SET TASK 1: According to the physics-first music theory page, what frequency does step 7 (So) have?
SET TASK 2: Quote the part of the physics-first music theory page between "Why a root creates" and "a perceptual anchor.", inclusive.

SOURCE:
..........
Physics-first music theory
Physics-first music theory
Functional analysis asks: given a step-subset and a root, what role does each step-combo play? Every member of the step-subset can serve as the bottom note of a triad built from that subset. Some of those triads sound stable, others tense, others transitional. The physics of why comes down to ratio-set quality and step-interval relationships between roots.
🎯 Simple version: Pick a scale (step-subset) and a home note (root). You can build a chord on each scale note. Some chords feel like “home,” some feel like “tension,” some feel like “pull toward home.” Functional analysis labels those roles — Position 0 is home, Position 7 (root a 7-step-interval above home) pulls hardest toward home. Position numbers are chromatic step-numbers (0-11), so non-scale positions have no triad and are skipped.
A “key” in Western theory is two things combined:
In PhizMusic, this is explicit: “step-subset {0,2,4,5,7,9,11} rooted at step 0” means the major scale starting on Do. Change the root to step 7 and you get “step-subset {7,9,11,0,2,4,6}” — the same internal structure transposed, now anchored on So.
The root step-number defines the reference frequency. All other pitches in the subset are heard relative to this anchor. The auditory system builds expectations around returning to this reference — that pull is the foundation of tonal music.
Why a root creates gravity: the root’s harmonics overlap most strongly with the harmonic series of the step-subset’s most consonant intervals (the 7-step-interval, the 5-step-interval). The auditory system’s harmonic template matching reinforces the root as a perceptual anchor.
In Western theory, “Key of C major” is a compact label. In PhizMusic, it unpacks into two explicit pieces of information:
“Key of G major” is the same geometric pattern rooted at a different starting position: step 7 (So, ≈392.00 Hz). The resulting step-subset is {7, 9, 11, 0, 2, 4, 6} — identical interval structure, different absolute pitches.
..........
Saved data entries:
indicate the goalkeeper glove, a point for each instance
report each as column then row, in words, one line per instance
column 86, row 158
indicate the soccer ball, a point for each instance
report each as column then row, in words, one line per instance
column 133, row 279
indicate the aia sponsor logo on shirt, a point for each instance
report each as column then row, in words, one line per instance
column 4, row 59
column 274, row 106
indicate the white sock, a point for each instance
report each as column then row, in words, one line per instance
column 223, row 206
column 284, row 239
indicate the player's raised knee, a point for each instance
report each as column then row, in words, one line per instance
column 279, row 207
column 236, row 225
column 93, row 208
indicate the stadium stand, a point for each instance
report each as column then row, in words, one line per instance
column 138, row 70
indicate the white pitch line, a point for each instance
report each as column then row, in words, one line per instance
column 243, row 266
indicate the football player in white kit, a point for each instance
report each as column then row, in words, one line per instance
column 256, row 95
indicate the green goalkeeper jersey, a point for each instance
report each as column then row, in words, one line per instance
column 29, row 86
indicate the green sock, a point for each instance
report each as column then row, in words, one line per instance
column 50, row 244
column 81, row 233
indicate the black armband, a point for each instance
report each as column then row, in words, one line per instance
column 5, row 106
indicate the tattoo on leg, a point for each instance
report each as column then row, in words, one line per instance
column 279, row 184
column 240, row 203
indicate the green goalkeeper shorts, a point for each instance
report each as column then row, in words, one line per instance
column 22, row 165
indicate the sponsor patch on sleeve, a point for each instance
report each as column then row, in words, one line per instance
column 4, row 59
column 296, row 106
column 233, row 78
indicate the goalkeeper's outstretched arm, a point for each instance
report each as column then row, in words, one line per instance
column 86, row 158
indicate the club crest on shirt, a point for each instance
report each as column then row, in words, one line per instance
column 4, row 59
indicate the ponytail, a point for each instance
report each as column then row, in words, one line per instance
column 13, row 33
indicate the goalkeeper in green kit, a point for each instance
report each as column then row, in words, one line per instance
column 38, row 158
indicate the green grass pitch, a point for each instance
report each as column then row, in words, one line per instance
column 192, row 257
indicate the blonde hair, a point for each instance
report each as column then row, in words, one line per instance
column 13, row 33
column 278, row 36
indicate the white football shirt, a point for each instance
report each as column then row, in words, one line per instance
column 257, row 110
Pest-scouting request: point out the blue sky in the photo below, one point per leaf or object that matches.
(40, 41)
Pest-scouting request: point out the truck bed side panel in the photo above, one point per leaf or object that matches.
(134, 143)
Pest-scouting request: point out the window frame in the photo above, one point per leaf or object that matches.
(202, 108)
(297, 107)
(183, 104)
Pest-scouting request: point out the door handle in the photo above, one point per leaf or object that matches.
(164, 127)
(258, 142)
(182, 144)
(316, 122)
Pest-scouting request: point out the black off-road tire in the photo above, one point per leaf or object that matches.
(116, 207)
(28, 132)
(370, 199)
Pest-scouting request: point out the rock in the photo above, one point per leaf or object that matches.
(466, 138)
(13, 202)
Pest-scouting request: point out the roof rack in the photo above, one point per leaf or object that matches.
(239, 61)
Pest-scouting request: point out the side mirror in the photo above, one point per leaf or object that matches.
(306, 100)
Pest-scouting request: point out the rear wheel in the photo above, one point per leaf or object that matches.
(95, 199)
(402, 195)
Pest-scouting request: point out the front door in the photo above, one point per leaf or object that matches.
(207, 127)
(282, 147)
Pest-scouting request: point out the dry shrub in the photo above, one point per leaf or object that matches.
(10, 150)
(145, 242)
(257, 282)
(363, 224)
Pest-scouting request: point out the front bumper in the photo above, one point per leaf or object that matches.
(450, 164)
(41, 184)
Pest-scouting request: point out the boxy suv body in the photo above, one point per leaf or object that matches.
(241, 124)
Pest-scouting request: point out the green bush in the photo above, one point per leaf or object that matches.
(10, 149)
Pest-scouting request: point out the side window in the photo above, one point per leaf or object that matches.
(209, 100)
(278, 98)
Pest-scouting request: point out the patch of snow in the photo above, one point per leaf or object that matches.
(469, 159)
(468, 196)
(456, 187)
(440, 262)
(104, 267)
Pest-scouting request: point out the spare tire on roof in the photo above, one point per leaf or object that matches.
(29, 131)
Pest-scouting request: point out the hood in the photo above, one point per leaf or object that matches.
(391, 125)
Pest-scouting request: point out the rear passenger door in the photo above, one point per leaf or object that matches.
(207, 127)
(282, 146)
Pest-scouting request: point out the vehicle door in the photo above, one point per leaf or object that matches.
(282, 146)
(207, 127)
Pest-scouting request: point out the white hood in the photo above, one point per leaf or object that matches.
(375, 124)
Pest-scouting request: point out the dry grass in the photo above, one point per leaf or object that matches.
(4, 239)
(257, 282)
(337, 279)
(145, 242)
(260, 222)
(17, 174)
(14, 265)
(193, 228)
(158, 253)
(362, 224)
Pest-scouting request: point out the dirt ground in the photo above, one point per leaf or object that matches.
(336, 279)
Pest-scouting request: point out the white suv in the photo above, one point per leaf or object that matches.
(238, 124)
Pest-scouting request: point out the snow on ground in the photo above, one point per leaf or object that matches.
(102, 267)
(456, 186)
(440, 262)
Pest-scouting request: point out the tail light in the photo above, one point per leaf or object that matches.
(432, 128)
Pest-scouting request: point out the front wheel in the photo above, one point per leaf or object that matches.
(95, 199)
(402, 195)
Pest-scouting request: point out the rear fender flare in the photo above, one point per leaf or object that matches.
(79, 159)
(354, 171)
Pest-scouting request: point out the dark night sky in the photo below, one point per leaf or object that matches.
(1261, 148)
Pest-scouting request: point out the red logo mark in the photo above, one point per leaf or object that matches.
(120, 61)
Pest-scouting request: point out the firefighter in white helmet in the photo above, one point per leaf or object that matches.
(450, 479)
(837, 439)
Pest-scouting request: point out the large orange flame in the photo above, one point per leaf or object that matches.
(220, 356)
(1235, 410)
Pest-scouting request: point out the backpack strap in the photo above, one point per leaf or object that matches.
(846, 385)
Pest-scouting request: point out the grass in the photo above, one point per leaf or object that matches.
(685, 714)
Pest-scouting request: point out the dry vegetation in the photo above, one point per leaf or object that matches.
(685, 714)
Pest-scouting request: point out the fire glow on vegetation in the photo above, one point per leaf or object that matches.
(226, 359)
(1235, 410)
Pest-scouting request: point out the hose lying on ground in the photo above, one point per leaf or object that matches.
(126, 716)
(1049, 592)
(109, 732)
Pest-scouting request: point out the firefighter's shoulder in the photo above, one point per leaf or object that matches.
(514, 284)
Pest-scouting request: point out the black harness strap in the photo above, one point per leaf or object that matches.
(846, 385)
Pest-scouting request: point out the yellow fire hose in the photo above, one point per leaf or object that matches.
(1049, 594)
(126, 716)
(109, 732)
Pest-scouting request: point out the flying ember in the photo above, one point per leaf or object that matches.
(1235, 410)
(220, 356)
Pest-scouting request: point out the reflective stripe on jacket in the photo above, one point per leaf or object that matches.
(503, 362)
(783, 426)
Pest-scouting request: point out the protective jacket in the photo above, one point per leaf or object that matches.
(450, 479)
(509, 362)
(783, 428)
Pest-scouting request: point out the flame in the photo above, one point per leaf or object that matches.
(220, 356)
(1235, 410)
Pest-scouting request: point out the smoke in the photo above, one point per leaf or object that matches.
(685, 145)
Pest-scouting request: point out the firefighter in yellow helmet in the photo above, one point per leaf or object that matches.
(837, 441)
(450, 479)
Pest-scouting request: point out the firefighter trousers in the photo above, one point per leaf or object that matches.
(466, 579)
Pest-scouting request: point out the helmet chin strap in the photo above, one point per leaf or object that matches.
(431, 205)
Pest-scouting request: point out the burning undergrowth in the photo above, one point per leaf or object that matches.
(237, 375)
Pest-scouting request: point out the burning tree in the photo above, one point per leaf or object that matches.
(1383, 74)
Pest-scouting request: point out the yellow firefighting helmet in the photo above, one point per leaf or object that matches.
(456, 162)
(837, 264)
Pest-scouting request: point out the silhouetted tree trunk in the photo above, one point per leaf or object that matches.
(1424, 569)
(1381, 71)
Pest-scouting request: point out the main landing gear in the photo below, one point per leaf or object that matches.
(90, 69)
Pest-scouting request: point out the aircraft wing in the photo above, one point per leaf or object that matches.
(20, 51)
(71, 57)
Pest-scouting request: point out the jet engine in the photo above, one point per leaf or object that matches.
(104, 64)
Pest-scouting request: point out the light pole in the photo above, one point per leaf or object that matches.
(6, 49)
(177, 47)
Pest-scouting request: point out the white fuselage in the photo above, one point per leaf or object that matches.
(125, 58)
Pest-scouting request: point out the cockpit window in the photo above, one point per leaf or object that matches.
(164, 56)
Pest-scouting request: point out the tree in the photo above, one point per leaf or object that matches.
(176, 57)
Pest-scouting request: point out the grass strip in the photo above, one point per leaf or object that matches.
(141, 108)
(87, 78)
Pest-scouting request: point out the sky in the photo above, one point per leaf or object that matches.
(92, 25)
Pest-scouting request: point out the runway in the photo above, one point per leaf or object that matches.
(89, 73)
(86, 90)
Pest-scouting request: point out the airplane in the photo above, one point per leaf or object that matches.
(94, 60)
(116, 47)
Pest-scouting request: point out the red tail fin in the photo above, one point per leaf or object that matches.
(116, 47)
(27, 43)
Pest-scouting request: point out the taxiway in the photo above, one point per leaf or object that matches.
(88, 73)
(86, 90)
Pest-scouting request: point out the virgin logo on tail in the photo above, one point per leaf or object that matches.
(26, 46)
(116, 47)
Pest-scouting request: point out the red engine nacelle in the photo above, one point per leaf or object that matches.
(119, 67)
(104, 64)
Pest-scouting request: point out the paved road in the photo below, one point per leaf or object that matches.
..........
FINAL RESULT 1: About 392.00 Hz.

FINAL RESULT 2:
Why a root creates gravity: the root’s harmonics overlap most strongly with the harmonic series of the step-subset’s most consonant intervals (the 7-step-interval, the 5-step-interval). The auditory system’s harmonic template matching reinforces the root as a perceptual anchor.